▶ **Requirement**
Print the records exactly. Every mark must remain.

▶ **Material for this task**

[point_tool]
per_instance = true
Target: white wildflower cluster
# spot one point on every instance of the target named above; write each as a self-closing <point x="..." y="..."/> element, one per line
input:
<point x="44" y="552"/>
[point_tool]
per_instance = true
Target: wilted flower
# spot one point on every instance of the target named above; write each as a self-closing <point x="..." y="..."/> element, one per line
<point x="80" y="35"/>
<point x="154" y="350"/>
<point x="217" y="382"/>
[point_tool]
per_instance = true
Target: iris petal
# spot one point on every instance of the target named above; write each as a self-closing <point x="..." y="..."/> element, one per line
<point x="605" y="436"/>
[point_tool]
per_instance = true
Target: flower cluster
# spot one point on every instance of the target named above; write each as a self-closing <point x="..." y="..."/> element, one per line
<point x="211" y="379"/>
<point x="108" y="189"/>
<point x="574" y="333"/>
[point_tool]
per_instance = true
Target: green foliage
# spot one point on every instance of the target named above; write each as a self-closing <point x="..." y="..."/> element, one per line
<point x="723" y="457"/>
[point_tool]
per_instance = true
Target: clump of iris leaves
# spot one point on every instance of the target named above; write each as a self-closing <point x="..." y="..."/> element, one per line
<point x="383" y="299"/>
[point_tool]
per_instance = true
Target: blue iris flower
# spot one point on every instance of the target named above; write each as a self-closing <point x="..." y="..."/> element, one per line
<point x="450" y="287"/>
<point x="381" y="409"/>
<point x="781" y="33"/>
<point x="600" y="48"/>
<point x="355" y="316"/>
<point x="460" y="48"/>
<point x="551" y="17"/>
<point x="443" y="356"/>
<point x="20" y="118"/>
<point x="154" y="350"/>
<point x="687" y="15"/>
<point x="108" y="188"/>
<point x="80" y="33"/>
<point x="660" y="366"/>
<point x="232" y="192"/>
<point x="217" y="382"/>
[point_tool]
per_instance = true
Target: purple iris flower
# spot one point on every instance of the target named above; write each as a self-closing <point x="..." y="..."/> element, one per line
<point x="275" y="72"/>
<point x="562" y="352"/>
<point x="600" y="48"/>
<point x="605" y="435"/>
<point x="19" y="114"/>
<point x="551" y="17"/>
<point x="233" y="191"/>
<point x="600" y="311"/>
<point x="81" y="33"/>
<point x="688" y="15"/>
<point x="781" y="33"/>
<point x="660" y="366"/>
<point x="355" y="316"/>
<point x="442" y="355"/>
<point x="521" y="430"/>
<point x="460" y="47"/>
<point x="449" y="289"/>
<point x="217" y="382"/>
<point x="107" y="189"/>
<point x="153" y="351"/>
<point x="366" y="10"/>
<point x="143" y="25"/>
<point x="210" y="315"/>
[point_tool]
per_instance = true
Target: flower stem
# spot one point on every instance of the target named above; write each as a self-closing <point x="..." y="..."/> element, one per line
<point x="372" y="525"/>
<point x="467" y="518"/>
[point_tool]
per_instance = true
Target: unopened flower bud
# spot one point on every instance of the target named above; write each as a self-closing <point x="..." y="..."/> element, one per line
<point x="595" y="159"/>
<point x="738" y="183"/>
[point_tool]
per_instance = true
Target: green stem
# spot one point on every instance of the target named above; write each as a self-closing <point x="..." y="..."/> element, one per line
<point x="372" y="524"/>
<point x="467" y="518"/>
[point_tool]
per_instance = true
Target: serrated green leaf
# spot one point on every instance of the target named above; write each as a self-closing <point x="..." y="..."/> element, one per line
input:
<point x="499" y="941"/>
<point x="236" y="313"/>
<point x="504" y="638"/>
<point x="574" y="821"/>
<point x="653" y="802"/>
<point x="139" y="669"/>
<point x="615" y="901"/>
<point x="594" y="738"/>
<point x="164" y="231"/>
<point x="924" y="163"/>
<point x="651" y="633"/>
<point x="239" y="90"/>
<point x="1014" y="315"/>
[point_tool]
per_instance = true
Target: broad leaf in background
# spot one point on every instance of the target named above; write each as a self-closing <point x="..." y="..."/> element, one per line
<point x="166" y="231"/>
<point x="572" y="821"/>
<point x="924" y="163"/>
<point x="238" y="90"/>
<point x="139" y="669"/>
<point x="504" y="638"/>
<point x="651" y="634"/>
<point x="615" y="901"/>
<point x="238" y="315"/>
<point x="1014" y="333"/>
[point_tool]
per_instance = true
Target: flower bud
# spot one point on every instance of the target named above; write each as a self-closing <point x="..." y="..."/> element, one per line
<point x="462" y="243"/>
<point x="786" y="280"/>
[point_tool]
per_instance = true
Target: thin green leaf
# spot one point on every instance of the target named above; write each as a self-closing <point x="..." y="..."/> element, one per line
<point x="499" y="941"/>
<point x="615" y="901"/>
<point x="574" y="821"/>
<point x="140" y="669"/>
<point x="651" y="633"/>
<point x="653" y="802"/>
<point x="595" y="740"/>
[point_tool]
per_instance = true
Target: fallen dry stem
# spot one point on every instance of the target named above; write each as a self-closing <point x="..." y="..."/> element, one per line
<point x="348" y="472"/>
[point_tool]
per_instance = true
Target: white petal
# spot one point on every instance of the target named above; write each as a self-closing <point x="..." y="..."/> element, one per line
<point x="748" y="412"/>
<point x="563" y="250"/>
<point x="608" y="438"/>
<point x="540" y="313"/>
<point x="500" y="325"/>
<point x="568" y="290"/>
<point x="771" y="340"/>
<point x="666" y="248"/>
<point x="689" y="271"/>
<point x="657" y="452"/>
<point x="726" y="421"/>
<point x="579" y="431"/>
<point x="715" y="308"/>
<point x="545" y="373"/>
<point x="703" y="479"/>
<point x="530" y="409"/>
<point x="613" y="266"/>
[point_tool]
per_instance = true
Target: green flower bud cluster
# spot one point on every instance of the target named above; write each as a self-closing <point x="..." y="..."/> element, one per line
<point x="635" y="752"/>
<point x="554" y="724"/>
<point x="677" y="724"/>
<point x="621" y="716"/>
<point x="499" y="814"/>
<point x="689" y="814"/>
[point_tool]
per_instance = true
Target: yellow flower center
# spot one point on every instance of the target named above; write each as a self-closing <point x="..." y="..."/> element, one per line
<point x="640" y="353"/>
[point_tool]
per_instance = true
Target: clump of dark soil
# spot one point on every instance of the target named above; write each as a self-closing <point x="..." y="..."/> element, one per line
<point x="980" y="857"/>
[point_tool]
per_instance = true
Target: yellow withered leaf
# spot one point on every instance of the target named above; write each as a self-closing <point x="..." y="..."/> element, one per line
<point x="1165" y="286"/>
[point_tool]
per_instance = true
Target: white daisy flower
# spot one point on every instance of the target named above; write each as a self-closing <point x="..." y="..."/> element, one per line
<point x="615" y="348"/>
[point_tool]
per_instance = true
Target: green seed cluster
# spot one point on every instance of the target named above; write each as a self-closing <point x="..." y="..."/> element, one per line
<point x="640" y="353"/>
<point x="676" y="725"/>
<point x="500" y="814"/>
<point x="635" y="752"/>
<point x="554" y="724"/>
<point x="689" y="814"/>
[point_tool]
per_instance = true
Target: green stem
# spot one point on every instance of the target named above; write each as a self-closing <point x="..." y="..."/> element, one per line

▶ **Your response**
[point_tool]
per_instance = true
Target: white wildflower cluster
# spot one point on every instance of the target named above; write each as a self-closing <point x="..." y="..."/> element, one per line
input:
<point x="44" y="552"/>
[point_tool]
per_instance = true
Target: wilted flower
# spot one point on every instance of the target named above; write each as a self-closing <point x="..." y="..."/> element, one per line
<point x="80" y="35"/>
<point x="154" y="350"/>
<point x="217" y="382"/>
[point_tool]
per_instance = true
Target: iris petal
# spot one point on every instance of the target named above; write each as a self-closing <point x="..." y="..."/> element, one per line
<point x="605" y="436"/>
[point_tool]
per_instance = true
Target: flower cluster
# spot one point on every instance of the target named above; write each as a self-closing <point x="..." y="..."/> element, one per line
<point x="211" y="379"/>
<point x="108" y="189"/>
<point x="574" y="333"/>
[point_tool]
per_instance = true
Target: green foliage
# spot one point on every instance of the target named above; write each as a self-closing <point x="..." y="..."/> element, one per line
<point x="723" y="457"/>
[point_tool]
per_instance = true
Target: clump of iris leaves
# spot one point on every instance of the target named above; write each as a self-closing <point x="..." y="..."/> element, one per line
<point x="383" y="299"/>
[point_tool]
per_instance = true
Target: blue iris flower
# spot one point on every instance of the target named above; write each as a self-closing <point x="..." y="..."/> element, one per line
<point x="450" y="287"/>
<point x="381" y="409"/>
<point x="781" y="33"/>
<point x="600" y="48"/>
<point x="355" y="316"/>
<point x="460" y="48"/>
<point x="551" y="17"/>
<point x="443" y="356"/>
<point x="20" y="118"/>
<point x="154" y="350"/>
<point x="687" y="15"/>
<point x="108" y="188"/>
<point x="80" y="33"/>
<point x="660" y="366"/>
<point x="232" y="192"/>
<point x="217" y="382"/>
[point_tool]
per_instance = true
Target: purple iris flower
# spot one point on every instance of the target named above; write each as a self-closing <point x="..." y="..."/> element, one per line
<point x="275" y="72"/>
<point x="562" y="352"/>
<point x="600" y="48"/>
<point x="605" y="435"/>
<point x="19" y="114"/>
<point x="551" y="17"/>
<point x="233" y="191"/>
<point x="600" y="311"/>
<point x="81" y="33"/>
<point x="688" y="15"/>
<point x="781" y="33"/>
<point x="660" y="366"/>
<point x="355" y="316"/>
<point x="442" y="355"/>
<point x="521" y="430"/>
<point x="460" y="47"/>
<point x="449" y="289"/>
<point x="217" y="382"/>
<point x="107" y="189"/>
<point x="153" y="351"/>
<point x="366" y="10"/>
<point x="143" y="25"/>
<point x="210" y="315"/>
[point_tool]
per_instance = true
Target: flower stem
# spot one point on every instance of the target named above; write each as a self-closing <point x="..." y="..."/> element, one per line
<point x="372" y="525"/>
<point x="467" y="518"/>
[point_tool]
per_instance = true
Target: unopened flower bud
# spot one point on every instance of the target named above; write each as a self-closing <point x="..." y="..."/> element, one per line
<point x="595" y="159"/>
<point x="738" y="183"/>
[point_tool]
per_instance = true
Target: green stem
# spot one point on every instance of the target named above; write each as a self-closing <point x="..." y="..."/> element, one per line
<point x="372" y="524"/>
<point x="467" y="518"/>
[point_tool]
per_instance = true
Target: serrated green leaf
# spot one point on every instance of the target named above; write each as a self-closing <point x="..." y="..."/> element, one per line
input:
<point x="499" y="941"/>
<point x="236" y="313"/>
<point x="504" y="638"/>
<point x="574" y="821"/>
<point x="653" y="802"/>
<point x="139" y="669"/>
<point x="615" y="901"/>
<point x="594" y="738"/>
<point x="164" y="231"/>
<point x="924" y="163"/>
<point x="651" y="633"/>
<point x="239" y="90"/>
<point x="1014" y="315"/>
[point_tool]
per_instance = true
Target: broad leaf in background
# spot one point on every instance of the target named above; write each as a self-closing <point x="..." y="..."/> element, one per line
<point x="166" y="231"/>
<point x="572" y="821"/>
<point x="924" y="163"/>
<point x="238" y="90"/>
<point x="139" y="669"/>
<point x="504" y="638"/>
<point x="651" y="634"/>
<point x="615" y="901"/>
<point x="238" y="315"/>
<point x="1014" y="333"/>
[point_tool]
per_instance = true
Target: flower bud
# spot one point on every instance of the target named above; write each as a self-closing <point x="..." y="..."/> element, one per line
<point x="462" y="243"/>
<point x="786" y="280"/>
[point_tool]
per_instance = true
Target: thin green leaf
# spot one point on every instance of the target named above; write each as a self-closing <point x="..." y="..."/> element, one per line
<point x="499" y="941"/>
<point x="615" y="901"/>
<point x="574" y="821"/>
<point x="140" y="669"/>
<point x="651" y="633"/>
<point x="653" y="802"/>
<point x="595" y="740"/>
[point_tool]
per_instance = true
Target: fallen dry stem
# spot one point on every instance of the target named above; write each as a self-closing <point x="..." y="..."/> element, one per line
<point x="348" y="472"/>
[point_tool]
per_instance = true
Target: white petal
# spot one point on every instance of the target named above; write each as a self-closing <point x="..." y="..."/> element, one per line
<point x="748" y="412"/>
<point x="563" y="250"/>
<point x="608" y="438"/>
<point x="540" y="313"/>
<point x="500" y="325"/>
<point x="568" y="290"/>
<point x="771" y="340"/>
<point x="666" y="248"/>
<point x="689" y="271"/>
<point x="657" y="452"/>
<point x="726" y="421"/>
<point x="579" y="431"/>
<point x="715" y="308"/>
<point x="545" y="373"/>
<point x="703" y="479"/>
<point x="530" y="409"/>
<point x="613" y="266"/>
[point_tool]
per_instance = true
Target: green flower bud cluster
# spot one point on every instance of the target named above; write each as a self-closing <point x="..." y="..."/> element, one per line
<point x="635" y="752"/>
<point x="554" y="724"/>
<point x="677" y="724"/>
<point x="621" y="716"/>
<point x="499" y="814"/>
<point x="689" y="814"/>
[point_tool]
per_instance = true
Target: yellow flower center
# spot one point on every instance of the target named above; write each as a self-closing <point x="..." y="..."/> element, one per line
<point x="640" y="353"/>
[point_tool]
per_instance = true
Target: clump of dark soil
# spot one point on every instance of the target named above; write each as a self-closing <point x="..." y="..."/> element, one per line
<point x="980" y="857"/>
[point_tool]
per_instance = true
Target: yellow withered leaf
# spot one point on every instance of the target named above; write each as a self-closing <point x="..." y="..."/> element, one per line
<point x="1165" y="286"/>
[point_tool]
per_instance = true
Target: white daisy flower
# spot one point on every instance of the target named above; write each as a self-closing <point x="..." y="..."/> element, one per line
<point x="615" y="348"/>
[point_tool]
per_instance = true
Target: green seed cluster
# spot one point on every instance of the target named above; write each as a self-closing <point x="..." y="..."/> element, one per line
<point x="640" y="353"/>
<point x="676" y="725"/>
<point x="500" y="814"/>
<point x="635" y="752"/>
<point x="554" y="724"/>
<point x="689" y="814"/>
[point_tool]
per_instance = true
Target: green stem
# spot one point on every instance of the target named above; write each as a self-closing <point x="..." y="..."/> element, one per line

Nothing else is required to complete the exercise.